(Stored data)
·····

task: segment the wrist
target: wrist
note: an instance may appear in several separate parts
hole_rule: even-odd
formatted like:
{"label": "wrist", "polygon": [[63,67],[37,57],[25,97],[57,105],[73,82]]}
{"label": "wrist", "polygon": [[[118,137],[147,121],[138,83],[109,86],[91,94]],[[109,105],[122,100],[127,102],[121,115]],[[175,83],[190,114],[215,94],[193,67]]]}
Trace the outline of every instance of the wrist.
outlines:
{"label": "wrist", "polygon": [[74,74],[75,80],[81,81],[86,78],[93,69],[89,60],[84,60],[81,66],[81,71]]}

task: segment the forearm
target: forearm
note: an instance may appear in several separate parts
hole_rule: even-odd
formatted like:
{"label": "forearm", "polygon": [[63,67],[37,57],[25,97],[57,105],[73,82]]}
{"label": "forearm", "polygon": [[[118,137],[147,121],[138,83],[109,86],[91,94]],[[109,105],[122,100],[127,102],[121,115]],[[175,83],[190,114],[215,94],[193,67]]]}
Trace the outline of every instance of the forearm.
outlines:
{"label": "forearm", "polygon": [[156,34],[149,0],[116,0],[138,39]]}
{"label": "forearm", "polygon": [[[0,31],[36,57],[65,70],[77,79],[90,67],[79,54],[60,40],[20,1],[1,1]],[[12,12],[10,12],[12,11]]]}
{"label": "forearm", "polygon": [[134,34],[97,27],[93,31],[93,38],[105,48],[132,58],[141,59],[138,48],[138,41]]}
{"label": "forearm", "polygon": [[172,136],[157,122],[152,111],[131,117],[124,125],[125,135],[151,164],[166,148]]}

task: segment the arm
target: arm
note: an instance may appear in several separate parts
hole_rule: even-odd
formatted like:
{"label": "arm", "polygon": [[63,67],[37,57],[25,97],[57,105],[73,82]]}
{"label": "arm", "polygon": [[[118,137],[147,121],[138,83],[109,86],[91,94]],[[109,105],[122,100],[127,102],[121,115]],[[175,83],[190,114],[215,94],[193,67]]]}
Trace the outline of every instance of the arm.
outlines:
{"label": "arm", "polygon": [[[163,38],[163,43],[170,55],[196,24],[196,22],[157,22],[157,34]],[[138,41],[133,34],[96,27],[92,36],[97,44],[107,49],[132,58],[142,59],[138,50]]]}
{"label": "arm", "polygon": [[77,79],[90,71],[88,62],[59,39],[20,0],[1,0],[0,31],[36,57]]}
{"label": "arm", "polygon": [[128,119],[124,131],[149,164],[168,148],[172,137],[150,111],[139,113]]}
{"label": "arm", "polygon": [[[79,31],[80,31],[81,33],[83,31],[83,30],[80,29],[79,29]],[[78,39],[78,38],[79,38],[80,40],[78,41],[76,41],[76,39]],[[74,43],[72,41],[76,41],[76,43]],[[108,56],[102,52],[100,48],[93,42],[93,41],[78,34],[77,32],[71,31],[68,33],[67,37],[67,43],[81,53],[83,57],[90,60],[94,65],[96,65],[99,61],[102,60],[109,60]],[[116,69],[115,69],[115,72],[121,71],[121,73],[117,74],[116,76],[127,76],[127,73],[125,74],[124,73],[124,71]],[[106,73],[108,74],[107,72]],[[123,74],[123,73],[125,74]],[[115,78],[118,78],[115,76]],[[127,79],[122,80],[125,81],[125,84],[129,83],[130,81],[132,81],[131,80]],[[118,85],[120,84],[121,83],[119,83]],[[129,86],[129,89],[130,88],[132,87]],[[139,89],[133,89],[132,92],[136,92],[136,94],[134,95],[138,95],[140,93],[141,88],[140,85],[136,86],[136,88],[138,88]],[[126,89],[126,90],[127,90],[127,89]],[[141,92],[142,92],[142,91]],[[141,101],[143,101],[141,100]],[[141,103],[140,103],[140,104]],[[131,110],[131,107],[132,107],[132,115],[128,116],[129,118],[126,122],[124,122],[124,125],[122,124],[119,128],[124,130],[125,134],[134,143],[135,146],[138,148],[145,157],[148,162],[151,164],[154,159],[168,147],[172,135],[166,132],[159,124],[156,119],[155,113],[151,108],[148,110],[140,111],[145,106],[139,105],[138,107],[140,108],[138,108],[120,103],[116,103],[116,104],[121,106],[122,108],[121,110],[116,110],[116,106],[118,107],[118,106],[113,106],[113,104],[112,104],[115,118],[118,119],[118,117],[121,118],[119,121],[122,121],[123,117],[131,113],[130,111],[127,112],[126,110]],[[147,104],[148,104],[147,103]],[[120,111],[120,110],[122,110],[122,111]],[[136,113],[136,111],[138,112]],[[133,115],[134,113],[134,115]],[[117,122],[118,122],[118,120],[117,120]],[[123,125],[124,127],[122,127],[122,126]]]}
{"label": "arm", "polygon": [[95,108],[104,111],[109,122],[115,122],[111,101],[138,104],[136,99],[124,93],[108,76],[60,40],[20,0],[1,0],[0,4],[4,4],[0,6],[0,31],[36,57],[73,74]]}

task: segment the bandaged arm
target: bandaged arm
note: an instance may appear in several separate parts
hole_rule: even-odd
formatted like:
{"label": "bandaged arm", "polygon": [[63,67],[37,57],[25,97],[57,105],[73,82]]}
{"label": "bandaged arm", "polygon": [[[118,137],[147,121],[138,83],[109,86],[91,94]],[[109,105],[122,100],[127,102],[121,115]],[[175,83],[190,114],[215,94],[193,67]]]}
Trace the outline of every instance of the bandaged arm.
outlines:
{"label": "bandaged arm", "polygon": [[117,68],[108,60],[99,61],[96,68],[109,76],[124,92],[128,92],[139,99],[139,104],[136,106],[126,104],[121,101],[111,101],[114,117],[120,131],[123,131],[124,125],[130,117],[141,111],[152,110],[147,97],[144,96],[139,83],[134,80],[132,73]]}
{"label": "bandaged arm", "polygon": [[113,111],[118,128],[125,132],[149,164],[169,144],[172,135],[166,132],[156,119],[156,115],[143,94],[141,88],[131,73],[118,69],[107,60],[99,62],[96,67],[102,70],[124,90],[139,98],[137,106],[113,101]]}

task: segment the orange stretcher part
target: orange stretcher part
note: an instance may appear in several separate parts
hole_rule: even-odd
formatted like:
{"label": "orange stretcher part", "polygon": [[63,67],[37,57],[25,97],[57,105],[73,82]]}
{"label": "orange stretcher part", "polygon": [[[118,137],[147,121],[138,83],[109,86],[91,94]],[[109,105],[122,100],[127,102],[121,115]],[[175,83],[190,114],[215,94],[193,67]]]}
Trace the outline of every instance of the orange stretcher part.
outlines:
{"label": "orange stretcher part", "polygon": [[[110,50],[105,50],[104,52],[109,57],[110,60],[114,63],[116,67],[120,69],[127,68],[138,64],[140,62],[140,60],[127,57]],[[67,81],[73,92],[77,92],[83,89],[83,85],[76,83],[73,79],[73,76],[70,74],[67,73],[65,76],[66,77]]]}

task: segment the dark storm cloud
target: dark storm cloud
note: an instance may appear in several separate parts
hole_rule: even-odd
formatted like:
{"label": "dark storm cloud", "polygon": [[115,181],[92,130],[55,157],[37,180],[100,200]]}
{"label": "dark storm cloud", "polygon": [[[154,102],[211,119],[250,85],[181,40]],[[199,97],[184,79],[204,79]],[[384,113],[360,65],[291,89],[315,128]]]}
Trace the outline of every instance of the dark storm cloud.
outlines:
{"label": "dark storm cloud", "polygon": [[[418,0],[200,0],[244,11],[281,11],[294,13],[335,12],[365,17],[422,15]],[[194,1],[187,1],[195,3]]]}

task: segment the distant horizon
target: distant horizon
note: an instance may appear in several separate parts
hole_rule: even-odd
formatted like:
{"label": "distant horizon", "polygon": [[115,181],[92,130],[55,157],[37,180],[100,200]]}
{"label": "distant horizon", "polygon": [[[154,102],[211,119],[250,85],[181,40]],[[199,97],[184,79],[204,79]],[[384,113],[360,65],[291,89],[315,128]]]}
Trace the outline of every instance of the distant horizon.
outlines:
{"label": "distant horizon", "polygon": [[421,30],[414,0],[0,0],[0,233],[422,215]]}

·····

→ TASK INSTRUCTIONS
Copy again, without any change, the rows from the line containing "task: segment the dark storm cloud" through the end of the rows, including both ends.

→ WRITTEN ANSWER
task: segment the dark storm cloud
target: dark storm cloud
note: an instance may appear in several separate parts
hole_rule: even-odd
formatted like:
{"label": "dark storm cloud", "polygon": [[115,181],[92,130],[55,157],[37,180],[100,200]]}
{"label": "dark storm cloud", "polygon": [[[154,102],[211,119],[250,85],[181,40]],[[199,97],[184,79],[204,79]],[[384,113],[360,65],[291,89],[315,128]]]}
Trace the outline of every instance of the dark storm cloud.
outlines:
{"label": "dark storm cloud", "polygon": [[[418,0],[200,0],[244,11],[281,11],[294,13],[335,12],[365,17],[422,15]],[[194,1],[187,1],[195,3]]]}

task: segment the distant horizon
target: distant horizon
note: an instance may appear in several separate parts
hole_rule: even-odd
formatted like:
{"label": "distant horizon", "polygon": [[115,181],[92,130],[55,157],[37,180],[100,200]]}
{"label": "distant horizon", "polygon": [[[154,102],[211,119],[250,85],[181,40]],[[199,97],[184,79],[204,79]],[[384,113],[360,65],[291,89],[315,128]]]}
Trace the outline of every instance of the distant horizon.
outlines:
{"label": "distant horizon", "polygon": [[421,30],[414,0],[0,0],[0,233],[422,215]]}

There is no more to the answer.